### Description of the task
Give a verbatim repeat of the lines that run from the line containing "bbox: man in black jacket" to the end of the data below.

### Recorded information
———
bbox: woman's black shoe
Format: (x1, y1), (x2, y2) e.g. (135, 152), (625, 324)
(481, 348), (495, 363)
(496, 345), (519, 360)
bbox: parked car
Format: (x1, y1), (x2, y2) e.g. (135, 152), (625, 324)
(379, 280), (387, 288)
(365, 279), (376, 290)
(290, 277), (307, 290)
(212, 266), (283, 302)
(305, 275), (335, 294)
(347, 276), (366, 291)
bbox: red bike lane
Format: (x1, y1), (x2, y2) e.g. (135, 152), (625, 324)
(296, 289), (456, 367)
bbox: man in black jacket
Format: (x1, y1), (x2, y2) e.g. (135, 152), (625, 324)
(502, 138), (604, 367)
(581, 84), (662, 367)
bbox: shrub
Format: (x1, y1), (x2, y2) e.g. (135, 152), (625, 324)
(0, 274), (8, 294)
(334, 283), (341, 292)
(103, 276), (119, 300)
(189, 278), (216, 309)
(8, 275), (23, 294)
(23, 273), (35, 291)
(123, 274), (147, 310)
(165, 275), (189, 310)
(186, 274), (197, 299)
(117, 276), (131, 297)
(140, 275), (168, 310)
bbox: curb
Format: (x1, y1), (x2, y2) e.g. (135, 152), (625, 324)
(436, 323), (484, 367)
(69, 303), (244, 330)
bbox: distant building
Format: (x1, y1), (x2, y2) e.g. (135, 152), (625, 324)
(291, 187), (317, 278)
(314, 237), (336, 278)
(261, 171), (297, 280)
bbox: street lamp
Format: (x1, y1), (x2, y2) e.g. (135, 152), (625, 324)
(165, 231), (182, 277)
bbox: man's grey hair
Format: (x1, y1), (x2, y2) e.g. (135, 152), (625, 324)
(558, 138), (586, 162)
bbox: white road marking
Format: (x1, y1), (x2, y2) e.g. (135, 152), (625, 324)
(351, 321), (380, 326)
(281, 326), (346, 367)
———
### Your solution
bbox: man in black jacket
Format: (x1, y1), (x2, y2) e.g. (135, 152), (625, 324)
(502, 138), (604, 367)
(581, 84), (662, 367)
bbox: shrub
Format: (x1, y1), (x2, y2) e.g. (135, 152), (625, 324)
(0, 274), (8, 294)
(334, 283), (341, 292)
(103, 276), (119, 300)
(189, 278), (216, 309)
(8, 275), (23, 294)
(23, 273), (35, 291)
(123, 274), (147, 310)
(165, 275), (189, 310)
(186, 274), (197, 299)
(117, 276), (131, 297)
(140, 275), (168, 310)
bbox: curb
Format: (x1, y1), (x2, y2) e.g. (135, 152), (625, 324)
(436, 323), (484, 367)
(69, 303), (244, 330)
bbox: distant building
Format: (x1, y1), (x2, y2) e.g. (135, 152), (625, 324)
(291, 187), (317, 278)
(314, 237), (336, 278)
(261, 171), (297, 280)
bbox: street lamp
Format: (x1, y1), (x2, y2) e.g. (135, 152), (625, 324)
(165, 231), (182, 277)
bbox: man's grey hair
Format: (x1, y1), (x2, y2) e.g. (135, 152), (625, 324)
(558, 138), (586, 162)
bbox: white road marking
Format: (x1, y1), (x2, y2) e.g. (135, 152), (625, 324)
(351, 321), (380, 326)
(281, 326), (346, 367)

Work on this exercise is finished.